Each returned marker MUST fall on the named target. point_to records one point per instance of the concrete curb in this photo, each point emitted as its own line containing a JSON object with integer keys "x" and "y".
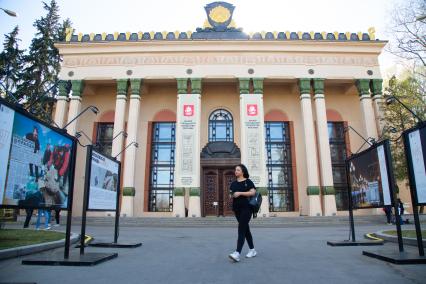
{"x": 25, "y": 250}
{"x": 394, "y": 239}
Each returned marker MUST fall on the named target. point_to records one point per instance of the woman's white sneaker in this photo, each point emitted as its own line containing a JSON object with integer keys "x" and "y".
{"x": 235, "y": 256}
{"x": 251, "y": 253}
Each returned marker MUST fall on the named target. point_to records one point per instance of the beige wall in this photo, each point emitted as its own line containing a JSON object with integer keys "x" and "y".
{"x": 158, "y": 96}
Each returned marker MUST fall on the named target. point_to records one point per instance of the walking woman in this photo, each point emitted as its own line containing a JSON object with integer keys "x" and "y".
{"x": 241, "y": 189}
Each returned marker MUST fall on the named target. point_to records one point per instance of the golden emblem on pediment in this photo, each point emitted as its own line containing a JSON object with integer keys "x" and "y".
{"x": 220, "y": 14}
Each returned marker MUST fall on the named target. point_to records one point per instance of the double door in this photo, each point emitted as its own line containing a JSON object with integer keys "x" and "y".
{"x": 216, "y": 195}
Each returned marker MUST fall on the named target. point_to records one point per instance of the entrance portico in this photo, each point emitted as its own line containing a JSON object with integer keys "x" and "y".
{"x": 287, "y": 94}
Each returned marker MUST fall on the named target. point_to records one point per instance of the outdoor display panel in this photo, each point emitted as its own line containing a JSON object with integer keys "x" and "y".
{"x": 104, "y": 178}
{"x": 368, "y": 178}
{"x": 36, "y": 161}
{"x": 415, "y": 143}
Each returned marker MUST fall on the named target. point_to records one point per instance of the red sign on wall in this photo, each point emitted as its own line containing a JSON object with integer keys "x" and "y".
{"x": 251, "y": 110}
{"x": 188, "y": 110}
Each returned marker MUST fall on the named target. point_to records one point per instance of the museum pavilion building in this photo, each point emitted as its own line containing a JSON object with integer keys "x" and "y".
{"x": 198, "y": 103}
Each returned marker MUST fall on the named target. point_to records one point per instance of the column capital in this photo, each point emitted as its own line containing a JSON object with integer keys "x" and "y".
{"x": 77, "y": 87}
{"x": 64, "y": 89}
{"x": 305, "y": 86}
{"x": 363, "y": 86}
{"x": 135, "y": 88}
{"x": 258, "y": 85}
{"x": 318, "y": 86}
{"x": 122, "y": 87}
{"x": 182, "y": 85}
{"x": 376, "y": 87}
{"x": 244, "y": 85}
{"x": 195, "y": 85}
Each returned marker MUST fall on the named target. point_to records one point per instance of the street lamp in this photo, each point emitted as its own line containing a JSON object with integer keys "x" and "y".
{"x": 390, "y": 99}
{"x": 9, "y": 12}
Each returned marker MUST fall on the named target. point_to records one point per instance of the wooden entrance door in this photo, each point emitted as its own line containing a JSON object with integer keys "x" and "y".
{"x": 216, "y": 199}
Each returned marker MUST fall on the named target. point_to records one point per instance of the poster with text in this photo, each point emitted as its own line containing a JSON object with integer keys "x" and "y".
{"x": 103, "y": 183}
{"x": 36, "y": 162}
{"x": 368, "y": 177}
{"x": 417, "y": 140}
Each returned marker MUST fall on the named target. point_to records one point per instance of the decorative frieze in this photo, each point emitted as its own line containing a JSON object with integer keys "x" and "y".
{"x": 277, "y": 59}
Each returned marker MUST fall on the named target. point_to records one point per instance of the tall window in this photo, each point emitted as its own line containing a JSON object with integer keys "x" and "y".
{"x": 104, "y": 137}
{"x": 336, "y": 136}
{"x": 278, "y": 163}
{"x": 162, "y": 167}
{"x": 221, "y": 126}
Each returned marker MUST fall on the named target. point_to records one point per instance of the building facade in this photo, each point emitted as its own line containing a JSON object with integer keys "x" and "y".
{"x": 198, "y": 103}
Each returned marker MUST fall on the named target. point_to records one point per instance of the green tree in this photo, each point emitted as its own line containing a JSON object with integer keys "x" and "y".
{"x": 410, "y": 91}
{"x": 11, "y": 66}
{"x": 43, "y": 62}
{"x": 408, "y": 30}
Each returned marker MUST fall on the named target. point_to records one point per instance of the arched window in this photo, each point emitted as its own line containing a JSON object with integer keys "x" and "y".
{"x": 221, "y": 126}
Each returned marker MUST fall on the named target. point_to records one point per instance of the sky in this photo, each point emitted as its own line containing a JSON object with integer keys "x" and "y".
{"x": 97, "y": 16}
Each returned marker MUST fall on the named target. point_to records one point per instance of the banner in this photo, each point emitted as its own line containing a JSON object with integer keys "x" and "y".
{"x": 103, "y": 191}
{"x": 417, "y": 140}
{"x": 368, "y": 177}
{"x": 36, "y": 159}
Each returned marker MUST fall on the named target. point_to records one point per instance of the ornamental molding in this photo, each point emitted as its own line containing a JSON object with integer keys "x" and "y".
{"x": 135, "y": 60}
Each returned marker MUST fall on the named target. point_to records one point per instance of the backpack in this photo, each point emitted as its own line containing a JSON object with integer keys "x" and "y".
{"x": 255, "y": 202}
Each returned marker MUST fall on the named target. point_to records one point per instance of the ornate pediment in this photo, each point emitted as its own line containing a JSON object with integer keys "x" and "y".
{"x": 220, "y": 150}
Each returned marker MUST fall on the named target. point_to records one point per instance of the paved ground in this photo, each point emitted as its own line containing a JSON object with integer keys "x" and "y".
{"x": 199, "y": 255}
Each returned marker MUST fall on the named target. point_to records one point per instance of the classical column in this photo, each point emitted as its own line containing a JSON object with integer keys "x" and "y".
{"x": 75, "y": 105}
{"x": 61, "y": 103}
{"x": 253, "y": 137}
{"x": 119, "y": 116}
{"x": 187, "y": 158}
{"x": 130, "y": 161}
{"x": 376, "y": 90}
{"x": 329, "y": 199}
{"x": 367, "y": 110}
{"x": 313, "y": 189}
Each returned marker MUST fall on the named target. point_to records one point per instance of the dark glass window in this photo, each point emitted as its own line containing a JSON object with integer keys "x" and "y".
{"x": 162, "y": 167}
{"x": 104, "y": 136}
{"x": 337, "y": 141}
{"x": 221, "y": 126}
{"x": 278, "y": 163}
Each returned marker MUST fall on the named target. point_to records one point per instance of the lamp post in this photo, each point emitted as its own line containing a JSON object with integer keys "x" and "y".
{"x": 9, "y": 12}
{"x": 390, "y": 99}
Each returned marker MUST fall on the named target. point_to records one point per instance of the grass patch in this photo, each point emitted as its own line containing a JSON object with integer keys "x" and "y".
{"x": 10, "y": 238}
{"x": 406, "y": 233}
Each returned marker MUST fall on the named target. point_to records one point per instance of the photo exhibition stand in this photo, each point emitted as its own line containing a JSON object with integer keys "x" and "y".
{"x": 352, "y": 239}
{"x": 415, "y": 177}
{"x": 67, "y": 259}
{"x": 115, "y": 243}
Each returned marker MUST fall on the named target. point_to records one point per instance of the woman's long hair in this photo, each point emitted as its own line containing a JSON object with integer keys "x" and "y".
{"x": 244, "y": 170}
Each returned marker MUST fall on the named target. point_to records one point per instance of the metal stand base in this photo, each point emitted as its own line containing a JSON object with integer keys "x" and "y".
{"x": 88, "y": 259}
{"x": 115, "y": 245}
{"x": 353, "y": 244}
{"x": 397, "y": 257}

######

» **Exercise directions**
Repeat each entry above exactly, passing over any images.

» **Answer to this problem**
Each returned marker MUST fall on the named target. point_to records one point per instance of the concrete curb in this photo, each point emitted as its own line containing a JSON object with integer keys "x" and "y".
{"x": 25, "y": 250}
{"x": 394, "y": 239}
Each returned marker MUST fall on the named target. point_to records one point per instance of the woman's white sneaker in this photo, each point emitted as its own line containing a JSON object with integer keys "x" and "y".
{"x": 235, "y": 256}
{"x": 251, "y": 253}
Each returned marker MUST fall on the named target. point_to records one point per instance of the beige wall in this photo, each point emitted as its own line containing a JSON object with integer keys "x" and "y".
{"x": 158, "y": 96}
Each returned marker MUST fall on the named target. point_to records one point per instance of the walking woman in this photo, each point emitted as its own line containing a JSON object with integer keys "x" and "y".
{"x": 241, "y": 189}
Each returned marker MUST fall on the named target. point_to records one point per instance of the golden emblem on pediment in this photo, each point emitted as its own line containing a JSON object with integer keys "x" and "y".
{"x": 220, "y": 14}
Each returned marker MUST fall on the named target. point_to records one point per instance of the double door in this photo, each point emitted as its own line containing a JSON object with integer keys "x" and "y".
{"x": 216, "y": 195}
Each returned marker MUST fall on the named target. point_to records one point per instance of the entrance portico in this photo, each point emitted as its own line containing a JSON object with integer keys "x" and "y".
{"x": 287, "y": 94}
Each returned marker MUST fall on the named target. point_to records one point per instance of the outdoor display panel in this photo, each point emitted as its own line containing a JSON object with integer keys "x" and "y".
{"x": 104, "y": 178}
{"x": 368, "y": 178}
{"x": 36, "y": 161}
{"x": 415, "y": 143}
Each returned marker MUST fall on the named target. point_to records one point per instance of the red sign on wall in this photo, each point emitted as its own line containing a JSON object with integer keys "x" and "y".
{"x": 251, "y": 110}
{"x": 188, "y": 110}
Each returned marker MUST fall on the named target. point_to records one point per instance of the museum pavilion building in this photo, each point emitted as its own line containing a JSON object with integer keys "x" and "y".
{"x": 198, "y": 103}
Each returned marker MUST fall on the named target. point_to records one point per instance of the column capital in this photo, each point emitted as its own line containing a JSON object with integer keys "x" and "y".
{"x": 77, "y": 87}
{"x": 64, "y": 89}
{"x": 305, "y": 86}
{"x": 363, "y": 86}
{"x": 135, "y": 88}
{"x": 258, "y": 85}
{"x": 318, "y": 86}
{"x": 122, "y": 87}
{"x": 182, "y": 85}
{"x": 376, "y": 87}
{"x": 244, "y": 85}
{"x": 195, "y": 85}
Each returned marker MUST fall on the named target. point_to records one point per instance of the street lamp in this photo, each point emitted as its own line containing a JSON object with integer keys "x" and "y".
{"x": 390, "y": 99}
{"x": 9, "y": 12}
Each returned marker MUST fall on the named target. point_to records one point per instance of the wooden entrance door in this photo, each point emitted as its own line containing a JSON object with integer keys "x" and "y".
{"x": 216, "y": 199}
Each returned marker MUST fall on the named target. point_to records one point per instance of the poster with text in this photo, each point emitted as its own line containing a JSON object with integer keys "x" and "y".
{"x": 103, "y": 183}
{"x": 36, "y": 162}
{"x": 368, "y": 177}
{"x": 417, "y": 140}
Each returned marker MUST fall on the named target. point_to records one point per instance of the decorative frieze in this photo, each point emitted as its own line containing a JSON object with integer keys "x" and "y".
{"x": 277, "y": 59}
Each returned marker MUST fall on the named target. point_to records one point per instance of the tall window in this photo, each point emitted as its own line containing a JSON object with integer keys "x" and "y".
{"x": 104, "y": 137}
{"x": 336, "y": 136}
{"x": 278, "y": 163}
{"x": 162, "y": 167}
{"x": 221, "y": 126}
Each returned marker MUST fall on the named target. point_to records one point per instance of the building facade in this photo, each point emitted as its own line containing a JSON object with integer keys "x" and "y".
{"x": 198, "y": 103}
Each returned marker MUST fall on the named target. point_to records one point per instance of the green tree in this photo, each point emitted as its own line containing a JSON object with integer keys "x" and "y".
{"x": 410, "y": 91}
{"x": 11, "y": 66}
{"x": 43, "y": 62}
{"x": 408, "y": 30}
Each returned marker MUST fall on the named target. point_to records one point per instance of the arched window in this photo, each point emitted as its own line containing a JSON object with integer keys "x" and "y".
{"x": 221, "y": 126}
Each returned marker MUST fall on the named target. point_to records one point per instance of the sky in this photo, each point emitted as its own line containing a JSON object with integer keys "x" and "y".
{"x": 97, "y": 16}
Each returned marker MUST fall on the named target. point_to records one point per instance of the banner in this photo, each point emitted as its own line containing a JSON object with integer keys "x" and "y".
{"x": 103, "y": 191}
{"x": 417, "y": 140}
{"x": 368, "y": 177}
{"x": 36, "y": 159}
Each returned marker MUST fall on the named target. point_to records one point per instance of the ornamental molding in this photo, each point emitted as its own line containing a JSON object with integer keys "x" and "y".
{"x": 135, "y": 60}
Each returned marker MUST fall on the named target. point_to records one point per instance of the backpack in this photo, each point emitted as its own line containing a JSON object with integer keys "x" and "y".
{"x": 255, "y": 202}
Each returned marker MUST fall on the named target. point_to records one point per instance of the ornate pediment in this photo, each point emitted as its own line containing a JSON object with integer keys "x" and "y".
{"x": 220, "y": 150}
Each returned marker MUST fall on the named target. point_to records one point per instance of the paved ground in this photo, each point emitted as its own line containing a JSON object with integer keys "x" and "y".
{"x": 199, "y": 255}
Each returned marker MUST fall on the named target. point_to records one point per instance of the classical column in this photo, each point emitted as its own line containing a JSON object with integer keys "x" and "y".
{"x": 75, "y": 105}
{"x": 61, "y": 103}
{"x": 253, "y": 137}
{"x": 119, "y": 116}
{"x": 187, "y": 158}
{"x": 130, "y": 161}
{"x": 376, "y": 90}
{"x": 329, "y": 199}
{"x": 367, "y": 110}
{"x": 313, "y": 189}
Each returned marker MUST fall on the named target. point_to records one point per instance of the dark glass window in this photo, each point emitted as its own line containing a JSON object with integer keys "x" and "y".
{"x": 162, "y": 167}
{"x": 104, "y": 136}
{"x": 337, "y": 141}
{"x": 221, "y": 126}
{"x": 278, "y": 163}
Each returned marker MUST fall on the named target. point_to records one point per instance of the lamp post in this photo, each point emitted as its own line containing a JSON object with integer keys "x" and "y".
{"x": 9, "y": 12}
{"x": 390, "y": 99}
Each returned marker MUST fall on the named target. point_to records one point per instance of the grass patch in this photo, each point emitted as its own line containing a JSON object with integer keys "x" and "y".
{"x": 10, "y": 238}
{"x": 406, "y": 233}
Each returned marker MUST fall on the named target. point_to records one point per instance of the photo exhibition stand in this photo, each point emitted as its own line containing a JSON object with integer keys "x" and "y".
{"x": 352, "y": 239}
{"x": 415, "y": 177}
{"x": 67, "y": 259}
{"x": 115, "y": 243}
Each returned marker MUST fall on the named target. point_to records one point per instance of the woman's long hair in this photo, each point emitted as its own line containing a JSON object with integer keys "x" and "y".
{"x": 244, "y": 170}
Each returned marker MUST fall on the named target. point_to records one point per instance of the metal stand base in this photo, each point emitted as its own line containing a JSON object with integer keys "x" and "y".
{"x": 88, "y": 259}
{"x": 115, "y": 245}
{"x": 353, "y": 244}
{"x": 397, "y": 257}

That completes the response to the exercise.